Friday, May 21, 2010

How many sudoku puzzles are there?

I found myself wondering how many possible Sudoku puzzles there are, because, hey, that's the kind of thing I think about when there's nothing else for my brain to be doing. I went through a few approaches trying to figure out how to calculate it, and I'm not totally sure if the one I settled on is valid logic.

Consider a blank Sudoku puzzle:


Right now, with nothing determined, the upper left cell in the corner can be anything, so it has nine possible values. Let's write a nine there -- not representing that that's the value there, but that's the number of possible values that could be there.


Now let's assume we've figured out what the upper left cell is. That means there's eight possible values for the cell just right of it, and seven for the cell right of that, and six for the next one, and so on.


Following the same reason we can fill in more cells with how many possible values there are left for each one, based on the assumption that some valid value is in all the cells we've already filled in:

The order we fill in cells will decide what values end up in each cell, but I am fairly sure (though I probably couldn't prove it with mathematical rigor) that whatever order I choose, all the same values will end up in the grid, just in different places.

So far, I am nearly certain that I've proven something: if you multiply all the numbers written down so far, that's the total number of combinations of values that are possible in the cells that are filled in, in the set of all possible valid Sudoku solutions. (Right now, that's 407,586,816,000 possible grids.)

• [Aim of the task] Reproduce the entire post on counting possible Sudoku puzzles word for word, from its date line through its final sentence.

• [Information given]
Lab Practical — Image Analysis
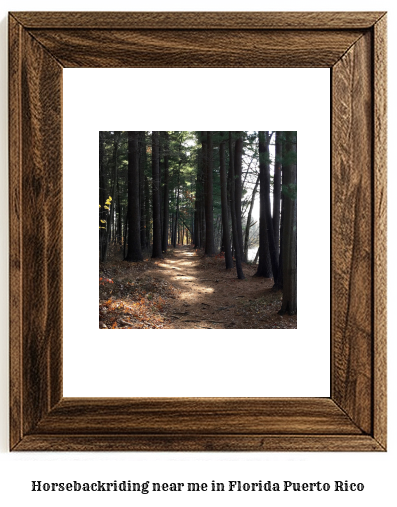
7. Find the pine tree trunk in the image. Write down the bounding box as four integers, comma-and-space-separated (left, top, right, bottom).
102, 132, 120, 262
99, 132, 107, 262
152, 130, 163, 259
139, 130, 148, 250
259, 132, 278, 288
162, 132, 169, 252
255, 132, 272, 278
279, 131, 297, 315
244, 175, 259, 260
219, 135, 233, 269
126, 131, 143, 262
229, 132, 245, 280
234, 136, 245, 261
273, 131, 283, 256
203, 131, 215, 257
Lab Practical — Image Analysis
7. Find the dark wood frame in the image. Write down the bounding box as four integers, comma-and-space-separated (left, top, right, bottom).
9, 12, 386, 451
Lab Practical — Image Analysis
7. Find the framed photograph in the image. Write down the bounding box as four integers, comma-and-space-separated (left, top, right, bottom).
9, 12, 387, 451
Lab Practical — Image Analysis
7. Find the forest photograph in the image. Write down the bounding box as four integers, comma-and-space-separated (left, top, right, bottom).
99, 131, 297, 330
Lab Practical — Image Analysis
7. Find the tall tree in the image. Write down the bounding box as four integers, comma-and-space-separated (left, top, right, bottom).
99, 131, 107, 262
152, 131, 163, 259
101, 131, 120, 262
244, 174, 260, 260
219, 135, 233, 269
126, 131, 143, 262
259, 132, 279, 288
279, 131, 297, 315
138, 130, 149, 250
234, 135, 245, 261
229, 132, 245, 280
162, 132, 169, 252
273, 131, 283, 262
255, 131, 273, 278
202, 131, 215, 257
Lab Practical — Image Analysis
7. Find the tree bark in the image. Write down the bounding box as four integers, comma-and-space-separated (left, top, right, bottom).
162, 132, 169, 252
126, 131, 143, 262
99, 131, 107, 262
203, 131, 215, 257
152, 131, 163, 259
259, 132, 279, 288
273, 131, 283, 256
278, 131, 297, 315
255, 132, 272, 278
244, 174, 259, 260
219, 137, 233, 269
234, 136, 245, 261
229, 132, 245, 280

• [Written answer]
Friday, May 21, 2010

How many sudoku puzzles are there?

I found myself wondering how many possible Sudoku puzzles there are, because, hey, that's the kind of thing I think about when there's nothing else for my brain to be doing. I went through a few approaches trying to figure out how to calculate it, and I'm not totally sure if the one I settled on is valid logic.

Consider a blank Sudoku puzzle:


Right now, with nothing determined, the upper left cell in the corner can be anything, so it has nine possible values. Let's write a nine there -- not representing that that's the value there, but that's the number of possible values that could be there.


Now let's assume we've figured out what the upper left cell is. That means there's eight possible values for the cell just right of it, and seven for the cell right of that, and six for the next one, and so on.


Following the same reason we can fill in more cells with how many possible values there are left for each one, based on the assumption that some valid value is in all the cells we've already filled in:

The order we fill in cells will decide what values end up in each cell, but I am fairly sure (though I probably couldn't prove it with mathematical rigor) that whatever order I choose, all the same values will end up in the grid, just in different places.

So far, I am nearly certain that I've proven something: if you multiply all the numbers written down so far, that's the total number of combinations of values that are possible in the cells that are filled in, in the set of all possible valid Sudoku solutions. (Right now, that's 407,586,816,000 possible grids.)